== Record set

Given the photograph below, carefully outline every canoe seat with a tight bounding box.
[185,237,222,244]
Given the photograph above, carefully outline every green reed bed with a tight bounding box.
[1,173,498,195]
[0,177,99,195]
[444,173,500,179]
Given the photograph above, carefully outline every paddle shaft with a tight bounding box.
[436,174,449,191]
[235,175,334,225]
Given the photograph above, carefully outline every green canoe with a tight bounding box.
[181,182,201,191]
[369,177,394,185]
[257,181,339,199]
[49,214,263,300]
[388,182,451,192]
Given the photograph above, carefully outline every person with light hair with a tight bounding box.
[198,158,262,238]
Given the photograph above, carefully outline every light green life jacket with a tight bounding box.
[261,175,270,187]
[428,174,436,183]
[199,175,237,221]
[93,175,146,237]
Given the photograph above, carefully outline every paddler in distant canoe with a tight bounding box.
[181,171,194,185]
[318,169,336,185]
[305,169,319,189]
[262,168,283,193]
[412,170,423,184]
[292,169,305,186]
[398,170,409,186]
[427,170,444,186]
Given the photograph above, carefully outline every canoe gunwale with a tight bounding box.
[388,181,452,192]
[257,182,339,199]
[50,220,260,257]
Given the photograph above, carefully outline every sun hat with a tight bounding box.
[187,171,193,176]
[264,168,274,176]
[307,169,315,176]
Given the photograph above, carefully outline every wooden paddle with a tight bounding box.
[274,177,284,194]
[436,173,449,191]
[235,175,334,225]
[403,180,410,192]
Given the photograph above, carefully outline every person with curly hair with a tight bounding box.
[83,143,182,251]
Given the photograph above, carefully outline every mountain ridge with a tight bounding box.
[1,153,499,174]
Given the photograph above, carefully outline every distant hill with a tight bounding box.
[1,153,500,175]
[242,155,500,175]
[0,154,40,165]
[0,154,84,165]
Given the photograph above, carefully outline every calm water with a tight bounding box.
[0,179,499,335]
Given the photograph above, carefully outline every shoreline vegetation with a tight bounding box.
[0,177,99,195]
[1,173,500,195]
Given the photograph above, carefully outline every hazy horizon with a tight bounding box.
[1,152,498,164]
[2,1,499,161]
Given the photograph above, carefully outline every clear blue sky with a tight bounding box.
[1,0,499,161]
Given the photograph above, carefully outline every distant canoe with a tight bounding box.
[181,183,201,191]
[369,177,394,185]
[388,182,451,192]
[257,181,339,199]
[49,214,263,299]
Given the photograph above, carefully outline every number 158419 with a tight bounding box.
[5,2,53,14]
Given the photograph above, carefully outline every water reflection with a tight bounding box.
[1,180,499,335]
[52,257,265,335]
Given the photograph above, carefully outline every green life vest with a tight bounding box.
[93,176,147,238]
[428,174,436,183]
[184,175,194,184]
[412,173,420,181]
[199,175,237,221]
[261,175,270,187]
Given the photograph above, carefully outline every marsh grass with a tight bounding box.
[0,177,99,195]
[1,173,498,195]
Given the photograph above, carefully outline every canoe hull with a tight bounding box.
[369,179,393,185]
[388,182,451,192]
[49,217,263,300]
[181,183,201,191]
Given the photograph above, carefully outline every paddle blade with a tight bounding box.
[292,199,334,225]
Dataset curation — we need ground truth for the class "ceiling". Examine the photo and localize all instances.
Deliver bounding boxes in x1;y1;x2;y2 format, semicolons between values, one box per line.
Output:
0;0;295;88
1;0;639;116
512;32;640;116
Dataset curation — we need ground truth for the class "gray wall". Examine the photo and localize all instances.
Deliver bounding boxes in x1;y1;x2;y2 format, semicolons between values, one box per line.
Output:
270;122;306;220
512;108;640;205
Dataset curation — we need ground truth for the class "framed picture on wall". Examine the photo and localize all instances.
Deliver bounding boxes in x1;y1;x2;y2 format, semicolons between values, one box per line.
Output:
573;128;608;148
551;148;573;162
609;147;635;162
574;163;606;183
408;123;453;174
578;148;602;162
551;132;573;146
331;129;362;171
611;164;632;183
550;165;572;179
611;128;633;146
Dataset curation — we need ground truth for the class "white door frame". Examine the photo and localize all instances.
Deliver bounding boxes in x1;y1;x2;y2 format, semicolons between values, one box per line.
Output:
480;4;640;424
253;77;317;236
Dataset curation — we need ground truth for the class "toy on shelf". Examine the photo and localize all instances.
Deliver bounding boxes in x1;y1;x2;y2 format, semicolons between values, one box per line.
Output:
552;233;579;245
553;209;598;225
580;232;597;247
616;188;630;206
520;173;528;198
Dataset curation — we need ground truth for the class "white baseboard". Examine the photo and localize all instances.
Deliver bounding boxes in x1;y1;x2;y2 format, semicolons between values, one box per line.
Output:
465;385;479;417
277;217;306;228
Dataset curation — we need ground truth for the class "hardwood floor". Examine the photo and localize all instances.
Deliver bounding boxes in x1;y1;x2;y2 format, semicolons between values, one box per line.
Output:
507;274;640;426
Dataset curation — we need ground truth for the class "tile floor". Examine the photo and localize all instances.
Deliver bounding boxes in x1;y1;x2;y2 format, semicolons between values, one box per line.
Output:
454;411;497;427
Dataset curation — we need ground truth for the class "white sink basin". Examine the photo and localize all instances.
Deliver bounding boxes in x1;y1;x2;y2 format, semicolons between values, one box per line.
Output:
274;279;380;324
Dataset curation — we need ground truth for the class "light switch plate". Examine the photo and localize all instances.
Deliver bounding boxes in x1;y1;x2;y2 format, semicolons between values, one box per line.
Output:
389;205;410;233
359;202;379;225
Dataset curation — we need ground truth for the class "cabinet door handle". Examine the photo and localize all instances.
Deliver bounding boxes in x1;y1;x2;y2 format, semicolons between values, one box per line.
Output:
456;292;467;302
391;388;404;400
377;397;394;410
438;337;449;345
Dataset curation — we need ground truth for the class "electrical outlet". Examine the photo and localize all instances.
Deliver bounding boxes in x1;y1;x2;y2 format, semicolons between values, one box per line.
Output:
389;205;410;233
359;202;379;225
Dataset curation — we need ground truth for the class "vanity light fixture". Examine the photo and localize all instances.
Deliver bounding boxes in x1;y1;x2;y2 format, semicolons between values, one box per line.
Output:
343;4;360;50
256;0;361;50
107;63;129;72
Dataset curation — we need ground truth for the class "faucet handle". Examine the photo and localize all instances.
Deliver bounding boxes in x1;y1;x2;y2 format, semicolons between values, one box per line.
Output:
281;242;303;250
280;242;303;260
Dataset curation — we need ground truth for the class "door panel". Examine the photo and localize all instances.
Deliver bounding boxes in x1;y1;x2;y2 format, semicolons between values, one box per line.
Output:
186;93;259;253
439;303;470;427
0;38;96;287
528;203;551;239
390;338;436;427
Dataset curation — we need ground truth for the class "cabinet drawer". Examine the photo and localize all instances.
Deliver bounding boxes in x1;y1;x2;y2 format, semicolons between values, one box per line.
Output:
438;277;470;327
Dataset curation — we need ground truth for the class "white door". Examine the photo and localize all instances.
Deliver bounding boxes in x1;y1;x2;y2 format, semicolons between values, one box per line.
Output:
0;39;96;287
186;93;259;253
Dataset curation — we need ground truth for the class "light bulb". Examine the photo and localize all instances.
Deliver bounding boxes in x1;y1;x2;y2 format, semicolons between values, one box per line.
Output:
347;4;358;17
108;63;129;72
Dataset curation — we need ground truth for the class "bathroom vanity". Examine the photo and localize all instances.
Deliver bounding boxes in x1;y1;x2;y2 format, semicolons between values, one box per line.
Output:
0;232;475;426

====

- Task requirements: For the listing above, identify each line bearing "handle".

- Reply to the task:
Dataset curation — we need ground truth for the class "cabinet door handle". Examine the photo and localize all instances.
Dataset curation — we need ground truth for the class "faucet handle". Examine the photo and localize all instances.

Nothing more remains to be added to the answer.